▶ Data records:
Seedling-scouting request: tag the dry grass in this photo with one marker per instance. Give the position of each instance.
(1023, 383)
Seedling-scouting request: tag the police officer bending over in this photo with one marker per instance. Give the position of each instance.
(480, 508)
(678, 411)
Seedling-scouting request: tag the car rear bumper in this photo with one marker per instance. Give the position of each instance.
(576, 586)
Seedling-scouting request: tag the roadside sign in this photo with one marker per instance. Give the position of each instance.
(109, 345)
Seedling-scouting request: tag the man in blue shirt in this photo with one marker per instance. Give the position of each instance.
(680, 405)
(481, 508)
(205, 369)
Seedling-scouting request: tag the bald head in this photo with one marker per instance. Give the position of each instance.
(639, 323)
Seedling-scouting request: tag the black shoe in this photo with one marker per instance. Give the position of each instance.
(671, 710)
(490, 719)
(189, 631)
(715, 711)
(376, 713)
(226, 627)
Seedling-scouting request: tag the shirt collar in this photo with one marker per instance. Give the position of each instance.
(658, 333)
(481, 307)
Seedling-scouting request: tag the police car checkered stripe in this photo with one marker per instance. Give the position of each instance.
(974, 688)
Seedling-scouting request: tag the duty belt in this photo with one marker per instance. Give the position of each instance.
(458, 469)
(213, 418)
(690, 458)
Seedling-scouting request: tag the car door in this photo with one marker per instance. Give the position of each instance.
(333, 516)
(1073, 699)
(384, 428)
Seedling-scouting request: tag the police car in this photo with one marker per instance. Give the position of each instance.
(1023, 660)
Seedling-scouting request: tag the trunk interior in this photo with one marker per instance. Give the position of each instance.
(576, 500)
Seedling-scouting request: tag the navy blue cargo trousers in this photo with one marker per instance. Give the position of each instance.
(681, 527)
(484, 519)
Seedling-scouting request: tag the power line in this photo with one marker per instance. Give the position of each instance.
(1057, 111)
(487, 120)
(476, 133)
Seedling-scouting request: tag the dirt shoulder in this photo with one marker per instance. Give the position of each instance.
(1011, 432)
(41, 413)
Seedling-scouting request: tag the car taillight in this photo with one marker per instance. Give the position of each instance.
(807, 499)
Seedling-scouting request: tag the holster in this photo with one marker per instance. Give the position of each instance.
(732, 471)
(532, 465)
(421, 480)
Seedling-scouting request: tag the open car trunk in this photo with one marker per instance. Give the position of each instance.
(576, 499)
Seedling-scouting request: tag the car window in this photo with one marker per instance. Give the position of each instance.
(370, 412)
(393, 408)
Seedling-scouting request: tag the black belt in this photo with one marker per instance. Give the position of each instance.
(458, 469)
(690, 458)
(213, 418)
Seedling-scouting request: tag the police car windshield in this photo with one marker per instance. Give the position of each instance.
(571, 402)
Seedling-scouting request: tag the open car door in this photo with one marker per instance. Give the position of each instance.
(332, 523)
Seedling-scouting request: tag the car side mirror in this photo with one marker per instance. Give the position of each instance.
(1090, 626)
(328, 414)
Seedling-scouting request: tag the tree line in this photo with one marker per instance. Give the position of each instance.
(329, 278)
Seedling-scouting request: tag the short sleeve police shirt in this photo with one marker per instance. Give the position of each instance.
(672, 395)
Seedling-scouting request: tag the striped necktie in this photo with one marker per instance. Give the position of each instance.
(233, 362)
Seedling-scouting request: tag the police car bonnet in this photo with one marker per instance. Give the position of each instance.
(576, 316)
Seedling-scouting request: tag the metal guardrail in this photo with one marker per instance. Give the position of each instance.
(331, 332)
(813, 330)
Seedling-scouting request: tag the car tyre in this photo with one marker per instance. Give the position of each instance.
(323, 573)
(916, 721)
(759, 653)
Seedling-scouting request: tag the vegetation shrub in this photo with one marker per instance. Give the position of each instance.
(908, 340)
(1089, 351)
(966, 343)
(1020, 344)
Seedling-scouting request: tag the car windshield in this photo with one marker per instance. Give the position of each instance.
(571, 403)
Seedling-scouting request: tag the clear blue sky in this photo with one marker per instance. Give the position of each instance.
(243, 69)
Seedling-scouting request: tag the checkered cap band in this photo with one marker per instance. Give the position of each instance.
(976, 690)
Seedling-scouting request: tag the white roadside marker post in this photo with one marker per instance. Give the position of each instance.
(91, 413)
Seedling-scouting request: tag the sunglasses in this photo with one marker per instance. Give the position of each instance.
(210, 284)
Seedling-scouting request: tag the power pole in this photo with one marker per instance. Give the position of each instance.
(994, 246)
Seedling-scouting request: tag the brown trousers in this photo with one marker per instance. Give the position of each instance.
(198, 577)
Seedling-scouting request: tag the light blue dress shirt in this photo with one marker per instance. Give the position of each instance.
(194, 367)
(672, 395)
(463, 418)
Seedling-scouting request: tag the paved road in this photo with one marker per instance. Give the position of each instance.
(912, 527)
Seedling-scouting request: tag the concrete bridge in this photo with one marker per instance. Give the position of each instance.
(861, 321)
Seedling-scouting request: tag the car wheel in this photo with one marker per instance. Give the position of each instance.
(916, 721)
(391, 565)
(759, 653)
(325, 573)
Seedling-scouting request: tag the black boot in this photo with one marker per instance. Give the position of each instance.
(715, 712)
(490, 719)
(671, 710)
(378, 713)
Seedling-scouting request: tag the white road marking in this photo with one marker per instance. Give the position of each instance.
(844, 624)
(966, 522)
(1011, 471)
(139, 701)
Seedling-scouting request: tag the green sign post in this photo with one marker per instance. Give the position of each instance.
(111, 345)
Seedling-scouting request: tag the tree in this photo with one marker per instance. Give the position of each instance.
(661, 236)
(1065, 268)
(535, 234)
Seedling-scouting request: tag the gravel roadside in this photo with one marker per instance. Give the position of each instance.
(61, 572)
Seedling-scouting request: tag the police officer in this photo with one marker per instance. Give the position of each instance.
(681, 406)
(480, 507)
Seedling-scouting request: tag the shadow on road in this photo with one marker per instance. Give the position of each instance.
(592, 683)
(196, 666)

▶ Written problem: Set out all of the data above as a numbered list, leaving out any blank lines.

▶ Full output:
1. Seedling-scouting request: tag the dry grass in this photo with one marker per instance. Give the position of each instance.
2. (1023, 383)
3. Seedling-scouting request: tag the police officer bending over in this photo with one marker per instance. Give the position of each instance.
4. (480, 508)
5. (678, 411)
6. Seedling-scouting request: tag the car rear bumper in this photo with one marker per instance. Give the position of each instance.
7. (576, 586)
8. Seedling-scouting request: tag the roadside sign in this photo with one marker per instance. Give the position of each instance.
9. (109, 345)
10. Seedling-scouting request: tag the man in blue shirt in this photo with one marker per instance. Give the position of each instance.
11. (680, 405)
12. (481, 508)
13. (205, 369)
14. Seedling-scouting request: tag the bald head in this photo with one marker per instance. Give the position of each instance.
15. (639, 323)
16. Seedling-scouting request: tag the black shoe in this photo with one marker per instance. Give the position of each instance.
17. (671, 710)
18. (490, 719)
19. (189, 631)
20. (715, 711)
21. (376, 713)
22. (226, 627)
23. Seedling-scouting request: tag the shirt collar in this photo with one marker per instance. Give the position of each instance.
24. (658, 333)
25. (481, 307)
26. Seedling-scouting request: tag the police car checkered stripe in this photo with one marker per instance. Give the position of each instance.
27. (974, 688)
28. Seedling-scouting request: tag the duty belt in this photo with one marker per instance. Give the position of each instance.
29. (458, 469)
30. (213, 418)
31. (690, 458)
32. Seedling-scouting request: tag the car door in this photo with one marker per instance. Give the position of each instance.
33. (333, 516)
34. (1073, 699)
35. (384, 428)
36. Seedling-scouting request: tag the police car in this photo with one marker per instance. Give the position of each instance.
37. (1023, 660)
38. Seedling-scouting request: tag the trunk interior in this photo with one marker per instance. Give the position of each instance.
39. (576, 500)
40. Seedling-scouting request: tag the navy blue cargo trousers in this photo with one marker per instance. Give the position of each instance.
41. (681, 527)
42. (484, 519)
43. Seedling-scouting request: tag the power line in this photo with one marker per instance. Give the position of each instance.
44. (1057, 111)
45. (487, 120)
46. (476, 133)
47. Seedling-scouting request: tag the dirt shoulder in this photo with one marker per instance. Give the position of each instance.
48. (1011, 432)
49. (41, 413)
50. Seedling-scouting request: tag the car taillight in this photo with one marker per instance. Give the position of each instance.
51. (807, 499)
52. Seedling-scouting request: tag the holster in this photo with one marker per instance. Give the position of each instance.
53. (732, 471)
54. (532, 465)
55. (421, 480)
56. Seedling-scouting request: tag the open car trunk in this photo with one marker per instance. Give the position of each instance.
57. (576, 499)
58. Seedling-scouting request: tag the car window in this photo with one marker per instance. Give the position of each instance.
59. (370, 412)
60. (393, 408)
61. Seedling-scouting request: tag the black belt in this photo with one marker per instance. Give the position of each instance.
62. (458, 469)
63. (690, 458)
64. (213, 418)
65. Seedling-scouting request: tag the police car windshield in this photo with one marker per instance. Give the position of each instance.
66. (571, 402)
67. Seedling-scouting request: tag the open car door in this photo with one marker per instance. Give the position of each instance.
68. (332, 523)
69. Seedling-scouting request: tag the car side mirror in this photo with one marker per instance. Give the position of each instance.
70. (1090, 626)
71. (328, 414)
72. Seedling-scouting request: tag the tree line in this photo with one marker per instance. Give the position of each instance.
73. (329, 278)
74. Seedling-scouting request: tag the short sleeve police shirt in this photo with one marker per instance. Give the position of each instance.
75. (672, 395)
76. Seedling-scouting request: tag the striped necktie in this photo with one marker per instance. Give the position of each instance.
77. (233, 362)
78. Seedling-scouting request: tag the police car bonnet in this photo with one marker per instance. Give the position of each instance.
79. (576, 316)
80. Seedling-scouting request: tag the metal guardrail in this photo with one marker per instance. Give the position of each instance.
81. (331, 332)
82. (813, 330)
83. Seedling-scouting request: tag the car tyre in this photo with one marker per instance. Give the position of each instance.
84. (323, 573)
85. (916, 721)
86. (759, 653)
87. Seedling-scouting request: tag the vegetation shrub in this photo with one marker per instance. Give the position of each instance.
88. (908, 340)
89. (1089, 351)
90. (966, 343)
91. (1020, 344)
92. Seedling-scouting request: tag the car windshield in this photo with one marker per instance. Give the position of each instance.
93. (571, 403)
94. Seedling-scouting request: tag the clear blue sky in this photo with one marker per instance. Give the position of each instance.
95. (243, 69)
96. Seedling-scouting request: tag the checkered cap band in this photo with one marker per instance. Give the position of each instance.
97. (976, 690)
98. Seedling-scouting request: tag the white roadside marker post in this photo with one marker per instance. Give the position of each instance.
99. (91, 413)
100. Seedling-scouting request: tag the sunglasses in this photo with one marker per instance. Give the position of each instance.
101. (210, 284)
102. Seedling-scouting request: tag the power pole in this photo with one marker per instance. Give the position of each instance.
103. (994, 246)
104. Seedling-scouting request: tag the brown trousers in this photo with one marker per instance. Give the position of each instance.
105. (198, 577)
106. Seedling-scouting request: tag the light blue dress shirt in this photo with one marker per instance. Give the position of each instance.
107. (194, 367)
108. (672, 395)
109. (463, 418)
110. Seedling-scouting request: tag the paved road in this photo with one marker per instance. Give the position of each instance.
111. (912, 527)
112. Seedling-scouting request: tag the concrete bridge in this photo with one marker per instance. Give the position of each instance.
113. (861, 321)
114. Seedling-scouting request: tag the car wheel in this photo with one marker per instance. Give the position of each instance.
115. (916, 721)
116. (391, 565)
117. (759, 653)
118. (325, 573)
119. Seedling-scouting request: tag the black boot in this photo with one marker per instance. Give the position of each instance.
120. (715, 712)
121. (490, 719)
122. (671, 710)
123. (378, 713)
124. Seedling-scouting request: tag the white road marking in this photo with one marker per instance. Give the position of each instance.
125. (844, 624)
126. (966, 522)
127. (1011, 471)
128. (139, 701)
129. Seedling-scouting request: tag the green sign post in this photo with one marker per instance. Give the position of each instance.
130. (111, 345)
131. Seedling-scouting request: tag the tree in this photo with one marker per instance. Give the position of each instance.
132. (661, 236)
133. (1065, 268)
134. (535, 234)
135. Seedling-scouting request: tag the gravel roadside in this photo with one marker per instance. Give the position of each instance.
136. (61, 572)
137. Seedling-scouting request: tag the police officer in this photo with one marker per instance. Give the position of each instance.
138. (681, 406)
139. (480, 507)
140. Seedling-scouting request: tag the shadow on road in this photo with one marker per instance. Give the position of each instance.
141. (592, 683)
142. (196, 666)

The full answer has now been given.